Der geschlauchte Titelverteidiger? Der kriselnde Herausforderer? Der euphorische Gastgeber? Der motivierte Außenseiter? An diesem Wochenende wird sich eines von vier Basketball-Teams als deutscher Pokalsieger feiern lassen.
Endlich wieder „Crunchtime“ im deutschen Basketball: Während die Basketball-Bundesliga BBL noch bis in den Mai hinein Hauptrundenspiele absolviert, geht es im Pokal jetzt so richtig zur Sache. Beim Final Four am 18. und 19. Februar in Oldenburg wird der erste Titel der Saison vergeben. Im ersten Halbfinale stehen sich am Samstag Gastgeber EWE Baskets Oldenburg und die MHP Riesen Ludwigsburg gegenüber, anschließend duellieren sich die beiden Topteams Alba Berlin und FC Bayern München. Die Sieger bestreiten am Tag darauf das Finale. Das FORUM-Magazin gibt einen Überblick über die Endrunden-Teilnehmer.
Der Favorit
Titelverteidiger, Rekordsieger, Bundesliga-Spitzenreiter: Auf dem Papier geht Alba Berlin als Favorit ins Endturnier. Der Vorjahressieger peilt seinen zwölften Pokal-Triumph an, der auch die Grundlage für den Gewinn des Doubles im Frühjahr sein soll. „Da wollen wir natürlich ein gutes Gefühl haben“, sagte Nationalspieler Johannes Thiemann mit Blick auf das Final Four. Die extreme Mehrfachbelastung durch die kräftezehrende Euroleague soll in Oldenburg keine Ausrede sein. „Wir wollen lernen, wir wollen uns verbessern, gerade mit Hinblick auf die Play-offs in der Bundesliga und den Pokal“, ergänzte Thiemann: „Dafür sind diese Spiele wichtig.“ In den Partien, in denen es um Titel geht, war zuletzt keine deutsche Mannschaft so fokussiert und erfolgreich wie die Berliner. Das wollen sie auch diesmal sein.

● **Einträge aus einem Set zur Punktmarkierung**
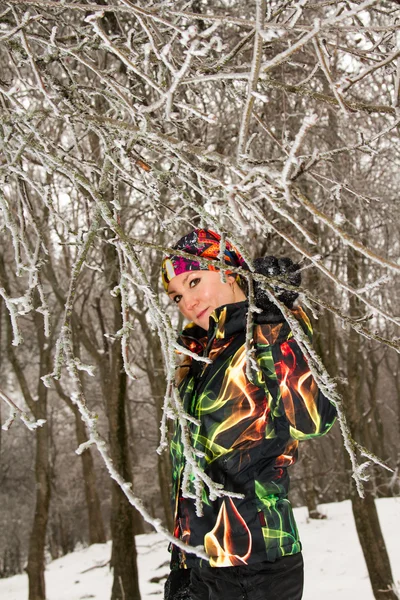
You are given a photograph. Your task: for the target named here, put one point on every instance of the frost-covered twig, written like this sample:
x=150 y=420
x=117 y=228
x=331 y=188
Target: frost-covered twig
x=27 y=419
x=253 y=78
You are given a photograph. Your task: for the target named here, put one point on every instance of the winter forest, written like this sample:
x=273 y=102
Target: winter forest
x=124 y=124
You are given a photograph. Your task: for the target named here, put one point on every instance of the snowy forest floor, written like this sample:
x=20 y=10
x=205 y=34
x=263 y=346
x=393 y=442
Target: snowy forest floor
x=334 y=564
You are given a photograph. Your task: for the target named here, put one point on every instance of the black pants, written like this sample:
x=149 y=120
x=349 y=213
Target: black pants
x=280 y=580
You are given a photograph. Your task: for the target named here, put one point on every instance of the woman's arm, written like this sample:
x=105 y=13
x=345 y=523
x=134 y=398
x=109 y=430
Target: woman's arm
x=289 y=382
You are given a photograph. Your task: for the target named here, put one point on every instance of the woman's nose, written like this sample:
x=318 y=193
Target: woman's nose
x=192 y=302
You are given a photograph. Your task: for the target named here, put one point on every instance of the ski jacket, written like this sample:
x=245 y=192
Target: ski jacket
x=245 y=434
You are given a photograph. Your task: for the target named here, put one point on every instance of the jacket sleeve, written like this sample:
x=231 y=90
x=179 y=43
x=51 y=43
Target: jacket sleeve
x=289 y=383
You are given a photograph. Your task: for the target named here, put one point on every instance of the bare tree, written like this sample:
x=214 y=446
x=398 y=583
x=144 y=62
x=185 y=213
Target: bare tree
x=218 y=116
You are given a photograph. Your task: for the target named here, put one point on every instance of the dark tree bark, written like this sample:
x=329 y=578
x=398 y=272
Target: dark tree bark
x=97 y=533
x=153 y=365
x=38 y=407
x=124 y=517
x=364 y=510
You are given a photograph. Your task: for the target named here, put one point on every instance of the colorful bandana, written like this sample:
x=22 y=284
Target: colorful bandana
x=203 y=243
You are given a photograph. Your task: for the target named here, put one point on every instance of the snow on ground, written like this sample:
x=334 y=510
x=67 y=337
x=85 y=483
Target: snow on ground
x=334 y=564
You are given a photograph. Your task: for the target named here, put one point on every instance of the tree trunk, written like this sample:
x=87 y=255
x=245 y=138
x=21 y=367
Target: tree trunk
x=373 y=546
x=97 y=533
x=364 y=510
x=38 y=407
x=37 y=539
x=114 y=382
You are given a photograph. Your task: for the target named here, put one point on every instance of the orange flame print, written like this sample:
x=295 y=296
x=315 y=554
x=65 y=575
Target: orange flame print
x=220 y=542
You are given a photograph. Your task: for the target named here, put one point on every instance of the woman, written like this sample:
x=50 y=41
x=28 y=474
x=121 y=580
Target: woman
x=248 y=431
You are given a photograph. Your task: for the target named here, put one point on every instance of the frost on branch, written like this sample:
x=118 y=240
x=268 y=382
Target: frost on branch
x=274 y=125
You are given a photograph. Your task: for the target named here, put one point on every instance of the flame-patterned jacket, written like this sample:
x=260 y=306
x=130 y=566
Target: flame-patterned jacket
x=246 y=436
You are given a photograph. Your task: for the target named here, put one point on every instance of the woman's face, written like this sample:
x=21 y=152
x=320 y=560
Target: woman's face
x=198 y=293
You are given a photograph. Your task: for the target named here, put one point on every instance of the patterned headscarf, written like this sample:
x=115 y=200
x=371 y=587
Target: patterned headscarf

● **AUFGABE A**
Schreib aus dem Text über den Basketball-Pokal alles von „Der Favorit“ bis hinunter zu „auch diesmal sein.“ wortgetreu ab.
● **AUFGABE B**
Ändere bitte in den Einträgen alles von der Zeile mit „of the jacket“ bis hinunter zur Zeile mit „x=114 y=382“, beide Zeilen eingeschlossen, indem du „bare tree“ durch „leafless tree“ ersetzt. Gib nur diese Zeilen wieder und lass alles andere darin unverändert.

● **RICHTIGE ANTWORT A**
Der Favorit
Titelverteidiger, Rekordsieger, Bundesliga-Spitzenreiter: Auf dem Papier geht Alba Berlin als Favorit ins Endturnier. Der Vorjahressieger peilt seinen zwölften Pokal-Triumph an, der auch die Grundlage für den Gewinn des Doubles im Frühjahr sein soll. „Da wollen wir natürlich ein gutes Gefühl haben“, sagte Nationalspieler Johannes Thiemann mit Blick auf das Final Four. Die extreme Mehrfachbelastung durch die kräftezehrende Euroleague soll in Oldenburg keine Ausrede sein. „Wir wollen lernen, wir wollen uns verbessern, gerade mit Hinblick auf die Play-offs in der Bundesliga und den Pokal“, ergänzte Thiemann: „Dafür sind diese Spiele wichtig.“ In den Partien, in denen es um Titel geht, war zuletzt keine deutsche Mannschaft so fokussiert und erfolgreich wie die Berliner. Das wollen sie auch diesmal sein.

● **RICHTIGE ANTWORT B**
You are given a photograph. Your task: for the target named here, put one point on every instance of the jacket sleeve, written like this sample:
x=231 y=90
x=179 y=43
x=51 y=43
Target: jacket sleeve
x=289 y=383
You are given a photograph. Your task: for the target named here, put one point on every instance of the leafless tree, written like this sample:
x=214 y=446
x=398 y=583
x=144 y=62
x=185 y=213
Target: leafless tree
x=218 y=116
You are given a photograph. Your task: for the target named here, put one point on every instance of the dark tree bark, written like this sample:
x=329 y=578
x=398 y=272
Target: dark tree bark
x=97 y=533
x=153 y=365
x=38 y=407
x=124 y=517
x=364 y=510
You are given a photograph. Your task: for the target named here, put one point on every instance of the colorful bandana, written like this sample:
x=22 y=284
Target: colorful bandana
x=203 y=243
You are given a photograph. Your task: for the target named here, put one point on every instance of the snow on ground, written like this sample:
x=334 y=510
x=67 y=337
x=85 y=483
Target: snow on ground
x=334 y=564
You are given a photograph. Your task: for the target named here, put one point on every instance of the tree trunk, written like this sample:
x=87 y=255
x=245 y=138
x=21 y=367
Target: tree trunk
x=373 y=546
x=97 y=533
x=364 y=510
x=38 y=407
x=37 y=539
x=114 y=382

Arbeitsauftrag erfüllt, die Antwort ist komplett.